Document segment:
_ _ _ _ _ _ _

A health services research organization in Toronto, Ontario, Canada conducts population-based research to improve the health of Canadians in seven main areas: (1) cancer, (2) cardiovascular disease, (3) chronic disease and pharmacology, (4) health system planning and evaluation, (5) kidney, dialysis and transplantation, (6) mental health and addictions, and (7) primary care and population health. The Information Management (IM) team within the Data Quality and Information Management (DQIM) department at our non-profit organization is an integral component for upholding privacy and confidentiality policies and procedures while facilitating quality research using different types of data such as health administrative, third-party, primary data collection, and electronic medical records (EMR).
The IM team is responsible for receiving data, encoding direct personal identifiers, screening for unnecessary identifiers, performing probabilistic data linkage when necessary, importing the data to the Research Analytics Environment (a client/server Linux-based system), and destroying the data according to the terms stipulated in the executed data sharing agreement. The purpose of the presentation is to detail the above steps of processing data to protect individuals' identities yet preserve the usefulness of carrying out research. The presentation will include aspects from importing data into SAS to storage and encoding of personal identifiers to probabilistic data linkage, which involves maximizing linkage with other datasets at the organization. Linking data at the organization involves the encryption or encoding of health card numbers to ``Key Numbers''.

_ _ _ _ _ _ _

Data entries:
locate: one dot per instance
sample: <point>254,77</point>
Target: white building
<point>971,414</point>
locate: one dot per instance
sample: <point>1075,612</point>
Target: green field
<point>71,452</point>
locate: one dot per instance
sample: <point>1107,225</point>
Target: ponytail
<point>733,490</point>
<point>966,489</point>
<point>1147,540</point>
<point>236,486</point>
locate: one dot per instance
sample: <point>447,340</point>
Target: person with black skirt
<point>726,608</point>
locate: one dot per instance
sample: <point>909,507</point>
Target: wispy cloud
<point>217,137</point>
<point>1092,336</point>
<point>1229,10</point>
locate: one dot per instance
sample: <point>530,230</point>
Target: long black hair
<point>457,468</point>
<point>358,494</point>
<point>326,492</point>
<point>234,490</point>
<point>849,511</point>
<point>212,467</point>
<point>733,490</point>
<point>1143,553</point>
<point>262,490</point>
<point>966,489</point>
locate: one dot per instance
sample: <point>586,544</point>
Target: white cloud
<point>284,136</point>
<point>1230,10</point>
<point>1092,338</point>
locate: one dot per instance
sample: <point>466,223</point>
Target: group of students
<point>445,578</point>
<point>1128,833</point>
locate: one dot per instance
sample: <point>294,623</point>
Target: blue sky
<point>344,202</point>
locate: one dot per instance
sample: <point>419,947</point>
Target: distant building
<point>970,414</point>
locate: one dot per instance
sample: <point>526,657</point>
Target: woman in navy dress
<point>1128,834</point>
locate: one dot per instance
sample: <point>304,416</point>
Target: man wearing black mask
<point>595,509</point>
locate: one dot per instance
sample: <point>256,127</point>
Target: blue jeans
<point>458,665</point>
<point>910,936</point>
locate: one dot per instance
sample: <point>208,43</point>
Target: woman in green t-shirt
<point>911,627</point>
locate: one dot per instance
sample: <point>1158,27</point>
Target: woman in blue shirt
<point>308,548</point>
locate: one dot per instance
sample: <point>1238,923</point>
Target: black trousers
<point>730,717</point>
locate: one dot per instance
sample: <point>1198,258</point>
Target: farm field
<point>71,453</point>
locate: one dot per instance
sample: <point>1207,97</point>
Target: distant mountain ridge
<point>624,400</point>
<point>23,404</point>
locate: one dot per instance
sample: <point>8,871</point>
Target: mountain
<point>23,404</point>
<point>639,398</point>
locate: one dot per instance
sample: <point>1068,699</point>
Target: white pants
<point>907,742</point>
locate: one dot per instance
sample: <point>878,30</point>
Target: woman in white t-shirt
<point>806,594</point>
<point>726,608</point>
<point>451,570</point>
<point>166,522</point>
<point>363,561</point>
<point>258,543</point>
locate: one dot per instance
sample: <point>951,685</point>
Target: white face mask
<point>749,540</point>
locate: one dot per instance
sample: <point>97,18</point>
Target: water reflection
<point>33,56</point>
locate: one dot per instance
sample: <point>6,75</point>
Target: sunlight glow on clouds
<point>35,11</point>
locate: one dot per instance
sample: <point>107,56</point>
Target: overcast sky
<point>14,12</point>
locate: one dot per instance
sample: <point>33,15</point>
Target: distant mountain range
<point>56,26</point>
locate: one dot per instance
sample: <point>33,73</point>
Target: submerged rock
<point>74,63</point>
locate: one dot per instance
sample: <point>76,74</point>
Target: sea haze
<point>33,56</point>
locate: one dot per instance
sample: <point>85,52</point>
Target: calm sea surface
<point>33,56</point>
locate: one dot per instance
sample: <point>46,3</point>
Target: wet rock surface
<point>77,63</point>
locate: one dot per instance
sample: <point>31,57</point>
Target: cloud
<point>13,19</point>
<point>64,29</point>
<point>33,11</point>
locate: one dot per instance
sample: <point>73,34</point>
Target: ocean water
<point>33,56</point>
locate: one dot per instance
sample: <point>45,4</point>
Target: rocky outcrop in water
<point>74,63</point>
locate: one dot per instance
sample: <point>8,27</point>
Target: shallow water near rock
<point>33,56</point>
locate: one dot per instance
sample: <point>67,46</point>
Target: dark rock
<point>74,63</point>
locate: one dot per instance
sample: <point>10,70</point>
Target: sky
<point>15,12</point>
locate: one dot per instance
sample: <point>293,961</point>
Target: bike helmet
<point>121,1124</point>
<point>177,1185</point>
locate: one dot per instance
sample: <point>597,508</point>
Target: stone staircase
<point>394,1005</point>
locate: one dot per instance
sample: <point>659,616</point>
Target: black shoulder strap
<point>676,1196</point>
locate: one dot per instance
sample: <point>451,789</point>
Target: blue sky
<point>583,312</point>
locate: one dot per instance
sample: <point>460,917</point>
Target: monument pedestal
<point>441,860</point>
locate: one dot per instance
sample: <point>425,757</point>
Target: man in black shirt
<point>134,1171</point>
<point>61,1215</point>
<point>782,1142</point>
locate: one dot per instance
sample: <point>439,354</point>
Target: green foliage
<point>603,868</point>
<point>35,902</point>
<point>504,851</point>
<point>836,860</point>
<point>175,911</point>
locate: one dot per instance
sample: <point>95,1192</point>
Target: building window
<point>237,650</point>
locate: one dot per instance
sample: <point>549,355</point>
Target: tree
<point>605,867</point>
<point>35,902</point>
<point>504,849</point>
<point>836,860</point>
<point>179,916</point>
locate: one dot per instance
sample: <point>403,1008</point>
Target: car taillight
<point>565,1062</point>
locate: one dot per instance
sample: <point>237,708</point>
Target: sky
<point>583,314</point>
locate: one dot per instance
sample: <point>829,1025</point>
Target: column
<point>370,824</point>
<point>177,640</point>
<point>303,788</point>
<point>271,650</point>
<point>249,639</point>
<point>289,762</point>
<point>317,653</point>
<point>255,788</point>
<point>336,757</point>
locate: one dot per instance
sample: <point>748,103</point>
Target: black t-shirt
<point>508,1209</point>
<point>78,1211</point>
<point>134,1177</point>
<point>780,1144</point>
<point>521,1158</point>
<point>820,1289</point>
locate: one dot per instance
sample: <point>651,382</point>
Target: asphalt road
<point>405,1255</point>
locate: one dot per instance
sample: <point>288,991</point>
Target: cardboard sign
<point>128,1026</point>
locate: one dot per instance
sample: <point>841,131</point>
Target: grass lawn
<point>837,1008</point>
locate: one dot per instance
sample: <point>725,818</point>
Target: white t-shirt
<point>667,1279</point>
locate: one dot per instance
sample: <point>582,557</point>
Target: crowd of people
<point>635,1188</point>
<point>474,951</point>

_ _ _ _ _ _ _

Work item: Resume the text about the research organization's data handling, continuing after its last sentence. The entries are separate from the text about the research organization's data handling.

Answer to the problem:
The processing practices used at the organization comply with Canadian privacy laws such as the Personal Health Information Protection Act (PHIPA) as well as organizational policies and Research Ethics Board approvals. The approaches used to conceal individual identities yet allow linkage to various data sources can be modelled by other health agencies, ministries, and non-health related organizations that work with sensitive data but face challenges in maintaining both privacy and research quality. Our organization strives to make processing as efficient as possible and create maximum linkability to the various data sources in house while upholding privacy and confidentiality.